* **REQUIRED ACTION**: Reproduce verbatim the portion of the homebrewing forum thread starting at "Bottled today, and" and ending at "wasn't very violent.".

* **SUPPLIED PASSAGE**:

First infected batch :(

Homebrew Talk - Beer, Wine, Mead, & Cider Brewing Discussion Forum

Help Support Homebrew Talk - Beer, Wine, Mead, & Cider Brewing Discussion Forum:

This site may earn a commission from merchant affiliate links, including eBay, Amazon, and others.

sinoth

Member
Joined
Jul 30, 2008
Messages
15
Reaction score
0
Location
AR, USA
This is my second batch, and I'm 99% sure its infected :(

Bottled today, and it smelled quite funky. It smelled exactly like a rotten tomato. Tasted it and yep, rotten tomato. My recipe was as follows:

3.3 lb wheat LME
1.0 lb light DME
1.0 lb honey
1.0 oz german spaltz hop pellets (3.5%)
1.0 oz orange zest
Safbrew WB-06 yeast

I boiled the honey (spare me the "don't boil honey" speech for now) and the orange zest the last 5 minutes of the boil, and used a strainer to get the zest out before going into my primary.

Fermentation went normally, I kept the temperature down between 60-70, and left it for two weeks. The FG was spot on at 1.010. The yeast cake looked normal after bottling. The krausen looked a bit weak, only half an inch tall, but this might be normal since my fermentation wasn't very violent.

The infection took me by surprise because during my first batch, I made so many mistakes, but it came out fine.. my second batch went much better because I had learned a lot, and yet here I am sitting with infection. The rotten tomato smell is suspicious to me... when I brewed this batch, I had just received fresh tomatoes that had a few rotten spots on them. I know its probably a stretch, but could my beer be infected by that? If not, was it my orange zest somehow?
 
Maybe something airborne? Keep it tucked away for a few weeks then taste one, if its still bad wait longer. There...is....still...hope....
 
Sounds like lactobacillus, maybe. give it a few weeks in bottles and try again. might not be what you think...the beer is still green.

EDIT: although lactobacillus can infect tomatoes, it has nothing to do with the "tomato" flavor. if it is indeed infected, thoroughly clean and sanitize all your equipment. if you ferment in a bucket, you may wish to buy a carboy or get a new one.

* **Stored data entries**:
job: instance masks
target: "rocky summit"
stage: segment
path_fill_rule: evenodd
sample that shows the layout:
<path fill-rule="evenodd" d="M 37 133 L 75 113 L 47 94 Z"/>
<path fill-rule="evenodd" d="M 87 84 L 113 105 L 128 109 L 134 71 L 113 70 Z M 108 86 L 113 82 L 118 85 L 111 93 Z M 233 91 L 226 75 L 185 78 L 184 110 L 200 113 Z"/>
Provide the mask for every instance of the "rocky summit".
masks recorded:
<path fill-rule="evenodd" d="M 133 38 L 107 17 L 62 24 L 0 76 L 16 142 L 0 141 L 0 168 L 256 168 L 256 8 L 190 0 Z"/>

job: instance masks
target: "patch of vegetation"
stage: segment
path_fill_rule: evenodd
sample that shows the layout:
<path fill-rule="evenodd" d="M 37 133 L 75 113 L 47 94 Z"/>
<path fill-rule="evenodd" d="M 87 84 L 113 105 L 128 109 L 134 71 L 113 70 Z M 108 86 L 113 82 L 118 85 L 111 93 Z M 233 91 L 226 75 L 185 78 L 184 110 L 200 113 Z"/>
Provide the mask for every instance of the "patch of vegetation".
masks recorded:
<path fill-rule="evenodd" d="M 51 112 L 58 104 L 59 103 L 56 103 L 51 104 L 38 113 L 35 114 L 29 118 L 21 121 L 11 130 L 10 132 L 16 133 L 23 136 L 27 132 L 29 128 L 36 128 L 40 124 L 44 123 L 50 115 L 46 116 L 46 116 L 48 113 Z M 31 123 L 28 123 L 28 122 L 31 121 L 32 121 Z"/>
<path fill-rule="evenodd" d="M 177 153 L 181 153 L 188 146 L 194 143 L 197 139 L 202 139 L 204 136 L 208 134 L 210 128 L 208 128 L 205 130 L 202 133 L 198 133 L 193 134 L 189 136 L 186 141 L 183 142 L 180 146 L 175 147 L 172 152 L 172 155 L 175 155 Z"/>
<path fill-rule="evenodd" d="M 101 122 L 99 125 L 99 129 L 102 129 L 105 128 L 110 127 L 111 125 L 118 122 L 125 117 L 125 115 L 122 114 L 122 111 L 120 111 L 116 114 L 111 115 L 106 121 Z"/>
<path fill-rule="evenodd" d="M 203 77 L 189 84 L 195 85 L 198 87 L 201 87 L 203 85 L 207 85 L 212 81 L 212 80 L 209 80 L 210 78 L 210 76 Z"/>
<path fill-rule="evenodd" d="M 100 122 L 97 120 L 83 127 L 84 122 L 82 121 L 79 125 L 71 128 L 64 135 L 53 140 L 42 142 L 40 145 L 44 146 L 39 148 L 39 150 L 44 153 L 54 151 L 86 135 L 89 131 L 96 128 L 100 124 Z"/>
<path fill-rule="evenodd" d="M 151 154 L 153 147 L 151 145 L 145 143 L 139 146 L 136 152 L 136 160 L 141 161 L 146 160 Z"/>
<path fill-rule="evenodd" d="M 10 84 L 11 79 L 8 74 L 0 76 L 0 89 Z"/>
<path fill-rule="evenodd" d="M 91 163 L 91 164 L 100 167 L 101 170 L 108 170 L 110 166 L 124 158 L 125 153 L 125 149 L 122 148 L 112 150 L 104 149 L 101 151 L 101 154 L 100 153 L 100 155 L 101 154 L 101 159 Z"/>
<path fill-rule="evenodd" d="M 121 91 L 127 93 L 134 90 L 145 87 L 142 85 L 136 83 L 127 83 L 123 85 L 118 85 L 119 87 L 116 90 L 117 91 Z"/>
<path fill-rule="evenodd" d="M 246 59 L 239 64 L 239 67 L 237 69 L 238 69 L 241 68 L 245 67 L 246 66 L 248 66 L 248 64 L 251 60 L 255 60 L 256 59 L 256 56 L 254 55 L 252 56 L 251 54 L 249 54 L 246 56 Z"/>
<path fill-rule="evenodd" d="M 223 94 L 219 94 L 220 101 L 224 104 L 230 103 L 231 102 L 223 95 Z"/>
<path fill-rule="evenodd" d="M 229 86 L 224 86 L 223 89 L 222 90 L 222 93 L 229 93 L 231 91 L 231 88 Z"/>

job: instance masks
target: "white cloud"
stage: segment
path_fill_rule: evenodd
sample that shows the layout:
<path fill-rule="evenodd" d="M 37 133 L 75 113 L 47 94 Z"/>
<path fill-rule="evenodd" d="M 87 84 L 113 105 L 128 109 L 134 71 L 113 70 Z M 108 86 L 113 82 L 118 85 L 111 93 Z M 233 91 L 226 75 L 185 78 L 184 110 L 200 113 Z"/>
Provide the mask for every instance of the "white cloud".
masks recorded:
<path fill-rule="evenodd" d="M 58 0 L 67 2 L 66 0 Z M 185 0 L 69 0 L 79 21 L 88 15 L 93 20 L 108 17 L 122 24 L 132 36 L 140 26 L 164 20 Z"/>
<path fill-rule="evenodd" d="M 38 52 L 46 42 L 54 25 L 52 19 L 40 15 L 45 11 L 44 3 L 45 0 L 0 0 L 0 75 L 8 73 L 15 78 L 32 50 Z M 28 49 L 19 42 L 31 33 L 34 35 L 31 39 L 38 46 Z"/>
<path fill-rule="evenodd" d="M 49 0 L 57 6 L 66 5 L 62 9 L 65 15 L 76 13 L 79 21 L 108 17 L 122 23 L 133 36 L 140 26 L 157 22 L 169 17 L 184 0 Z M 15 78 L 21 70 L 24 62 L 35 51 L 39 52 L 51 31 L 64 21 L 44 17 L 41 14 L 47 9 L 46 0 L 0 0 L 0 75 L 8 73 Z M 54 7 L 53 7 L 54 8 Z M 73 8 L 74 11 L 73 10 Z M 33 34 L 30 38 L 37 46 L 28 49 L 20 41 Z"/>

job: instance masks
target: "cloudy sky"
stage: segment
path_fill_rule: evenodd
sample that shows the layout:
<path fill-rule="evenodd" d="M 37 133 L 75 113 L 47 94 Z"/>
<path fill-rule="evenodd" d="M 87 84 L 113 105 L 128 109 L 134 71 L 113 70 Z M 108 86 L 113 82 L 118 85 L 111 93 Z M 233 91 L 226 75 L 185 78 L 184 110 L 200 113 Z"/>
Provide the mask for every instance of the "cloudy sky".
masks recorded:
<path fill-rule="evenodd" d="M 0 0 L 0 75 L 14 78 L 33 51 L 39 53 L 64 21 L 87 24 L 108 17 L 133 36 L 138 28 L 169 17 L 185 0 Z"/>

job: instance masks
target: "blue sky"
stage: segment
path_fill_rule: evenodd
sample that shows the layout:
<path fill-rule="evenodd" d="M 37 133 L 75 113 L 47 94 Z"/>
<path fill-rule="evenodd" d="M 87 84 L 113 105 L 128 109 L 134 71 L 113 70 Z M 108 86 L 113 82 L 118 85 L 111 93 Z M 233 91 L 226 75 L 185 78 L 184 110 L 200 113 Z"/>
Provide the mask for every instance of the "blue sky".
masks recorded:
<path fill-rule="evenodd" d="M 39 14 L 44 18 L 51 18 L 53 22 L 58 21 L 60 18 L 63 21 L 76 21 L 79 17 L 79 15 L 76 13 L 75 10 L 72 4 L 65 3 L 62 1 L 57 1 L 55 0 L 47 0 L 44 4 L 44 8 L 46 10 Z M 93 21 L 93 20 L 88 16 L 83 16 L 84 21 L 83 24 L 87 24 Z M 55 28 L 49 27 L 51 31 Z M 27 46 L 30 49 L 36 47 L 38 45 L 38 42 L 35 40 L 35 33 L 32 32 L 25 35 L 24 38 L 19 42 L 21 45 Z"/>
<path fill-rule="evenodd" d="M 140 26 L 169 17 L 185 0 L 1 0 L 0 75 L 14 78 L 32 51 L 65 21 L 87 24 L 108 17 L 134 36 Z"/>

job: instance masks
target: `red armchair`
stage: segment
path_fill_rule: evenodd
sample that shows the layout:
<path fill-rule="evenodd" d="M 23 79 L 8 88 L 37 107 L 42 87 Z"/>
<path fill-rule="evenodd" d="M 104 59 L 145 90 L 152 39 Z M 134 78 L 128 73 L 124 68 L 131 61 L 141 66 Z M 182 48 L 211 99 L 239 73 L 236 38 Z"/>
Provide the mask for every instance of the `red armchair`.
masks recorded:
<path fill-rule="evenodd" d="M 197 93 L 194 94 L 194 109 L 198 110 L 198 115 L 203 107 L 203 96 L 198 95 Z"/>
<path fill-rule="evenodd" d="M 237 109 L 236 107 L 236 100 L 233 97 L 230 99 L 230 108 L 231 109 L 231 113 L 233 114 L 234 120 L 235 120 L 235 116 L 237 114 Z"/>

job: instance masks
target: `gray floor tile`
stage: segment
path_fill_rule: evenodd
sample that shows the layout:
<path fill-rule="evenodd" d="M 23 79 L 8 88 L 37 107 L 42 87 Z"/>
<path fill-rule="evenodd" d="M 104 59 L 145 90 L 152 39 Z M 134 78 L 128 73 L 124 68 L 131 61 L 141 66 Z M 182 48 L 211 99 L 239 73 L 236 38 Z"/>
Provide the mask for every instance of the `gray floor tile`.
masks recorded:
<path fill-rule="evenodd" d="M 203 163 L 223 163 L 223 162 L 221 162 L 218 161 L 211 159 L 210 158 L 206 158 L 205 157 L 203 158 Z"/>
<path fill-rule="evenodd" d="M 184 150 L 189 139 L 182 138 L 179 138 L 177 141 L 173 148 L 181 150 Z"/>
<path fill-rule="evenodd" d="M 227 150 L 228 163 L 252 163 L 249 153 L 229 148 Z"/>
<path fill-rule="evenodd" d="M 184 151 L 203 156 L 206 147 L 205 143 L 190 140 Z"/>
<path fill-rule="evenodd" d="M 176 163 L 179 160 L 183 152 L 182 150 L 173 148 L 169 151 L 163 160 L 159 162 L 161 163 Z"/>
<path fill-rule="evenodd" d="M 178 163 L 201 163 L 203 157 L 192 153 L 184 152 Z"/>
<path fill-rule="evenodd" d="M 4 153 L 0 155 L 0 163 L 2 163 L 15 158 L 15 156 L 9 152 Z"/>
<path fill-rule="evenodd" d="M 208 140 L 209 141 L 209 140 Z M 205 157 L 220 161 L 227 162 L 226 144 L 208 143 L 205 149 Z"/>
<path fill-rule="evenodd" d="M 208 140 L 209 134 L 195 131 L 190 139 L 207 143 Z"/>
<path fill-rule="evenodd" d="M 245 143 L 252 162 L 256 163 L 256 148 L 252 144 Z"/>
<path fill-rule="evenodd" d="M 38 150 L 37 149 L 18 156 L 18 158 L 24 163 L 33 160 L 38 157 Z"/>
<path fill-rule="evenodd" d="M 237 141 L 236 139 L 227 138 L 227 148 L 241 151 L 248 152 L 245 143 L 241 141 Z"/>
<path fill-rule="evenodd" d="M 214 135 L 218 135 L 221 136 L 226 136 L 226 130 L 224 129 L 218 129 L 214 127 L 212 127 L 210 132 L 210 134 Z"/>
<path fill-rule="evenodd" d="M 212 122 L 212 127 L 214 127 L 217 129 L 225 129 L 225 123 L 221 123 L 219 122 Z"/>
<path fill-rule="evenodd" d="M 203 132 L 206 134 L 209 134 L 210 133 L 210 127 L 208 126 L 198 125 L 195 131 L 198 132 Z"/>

* **RESPONSE AREA**:
Bottled today, and it smelled quite funky. It smelled exactly like a rotten tomato. Tasted it and yep, rotten tomato. My recipe was as follows:

3.3 lb wheat LME
1.0 lb light DME
1.0 lb honey
1.0 oz german spaltz hop pellets (3.5%)
1.0 oz orange zest
Safbrew WB-06 yeast

I boiled the honey (spare me the "don't boil honey" speech for now) and the orange zest the last 5 minutes of the boil, and used a strainer to get the zest out before going into my primary.

Fermentation went normally, I kept the temperature down between 60-70, and left it for two weeks. The FG was spot on at 1.010. The yeast cake looked normal after bottling. The krausen looked a bit weak, only half an inch tall, but this might be normal since my fermentation wasn't very violent.